Source text:
+ + + + +
The first and greater portion of this work was done by the Corporation of the City of London. Its Committee, the Port Sanitary Authority, was able to prevent large quantities of bad meat which arrived by sea being put upon the markets; and the Corporation, which administered the principal markets of London—the cattle-markets at Deptford and Islington, the fish-market at Billingsgate, and the others at Smithfield and Leadenhall and Spitalfields—by a system of inspection, prevented large quantities of bad or diseased food being sold to the public.

In 1905, 415,000 tons of meat reached the Central Smithfield Market, of which 2,128 tons were seized as being diseased and unsound. At Billingsgate, 211,600 tons of fish were delivered, of which 674 tons were condemned. And there were 28 wharves and warehouses in the City where tinned food and tinned meat and vegetables were received. 173 tons were seized. All these places were daily inspected.
+ + + + +
Material shown:
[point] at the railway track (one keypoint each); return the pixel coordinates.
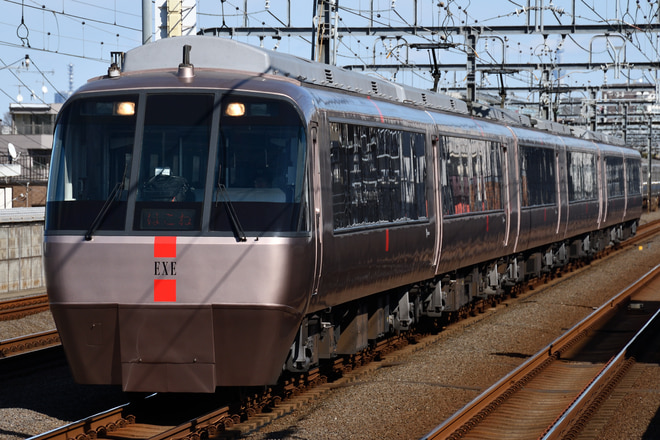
(22, 307)
(29, 343)
(234, 419)
(553, 394)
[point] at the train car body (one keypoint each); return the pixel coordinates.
(212, 220)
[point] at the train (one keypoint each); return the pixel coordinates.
(654, 178)
(219, 215)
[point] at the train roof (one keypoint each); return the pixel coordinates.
(222, 53)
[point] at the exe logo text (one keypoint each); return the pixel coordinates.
(164, 268)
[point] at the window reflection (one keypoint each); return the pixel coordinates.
(378, 174)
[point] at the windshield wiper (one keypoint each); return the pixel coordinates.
(119, 186)
(236, 224)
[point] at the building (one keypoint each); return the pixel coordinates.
(25, 149)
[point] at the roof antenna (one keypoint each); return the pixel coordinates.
(186, 70)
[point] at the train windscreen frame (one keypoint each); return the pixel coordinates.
(140, 162)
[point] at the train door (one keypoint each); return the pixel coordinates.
(437, 179)
(317, 219)
(562, 190)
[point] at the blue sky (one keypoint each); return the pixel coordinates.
(83, 33)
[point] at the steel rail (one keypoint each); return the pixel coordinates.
(474, 412)
(21, 307)
(33, 342)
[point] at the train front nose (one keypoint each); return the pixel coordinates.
(223, 324)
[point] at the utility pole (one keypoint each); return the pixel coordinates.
(322, 42)
(471, 86)
(648, 186)
(147, 22)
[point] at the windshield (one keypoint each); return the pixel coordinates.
(142, 162)
(92, 151)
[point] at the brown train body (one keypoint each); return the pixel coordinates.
(213, 223)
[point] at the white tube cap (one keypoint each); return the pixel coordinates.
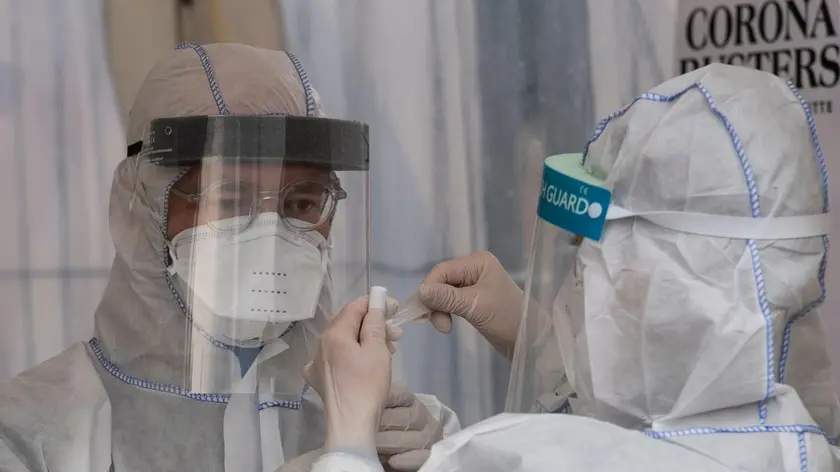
(378, 297)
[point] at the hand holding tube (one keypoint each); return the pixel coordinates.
(352, 373)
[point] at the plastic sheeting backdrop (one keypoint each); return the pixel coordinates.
(60, 140)
(464, 99)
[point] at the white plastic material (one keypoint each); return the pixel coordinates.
(409, 310)
(378, 297)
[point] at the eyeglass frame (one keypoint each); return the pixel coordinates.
(334, 186)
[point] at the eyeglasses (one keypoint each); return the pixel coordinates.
(305, 205)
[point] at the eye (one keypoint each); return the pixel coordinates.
(300, 206)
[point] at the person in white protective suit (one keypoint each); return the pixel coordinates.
(239, 219)
(675, 322)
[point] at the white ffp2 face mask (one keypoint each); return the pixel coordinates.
(249, 286)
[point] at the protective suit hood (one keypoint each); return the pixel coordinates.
(681, 324)
(140, 323)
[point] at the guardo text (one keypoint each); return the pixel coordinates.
(759, 34)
+ + + + +
Activity:
According to the source text on London's food inspection, how many tons of meat were seized at the Central Smithfield Market in 1905 as diseased and unsound? The listing has no role in this exercise.

Solution to the exercise:
2,128 tons.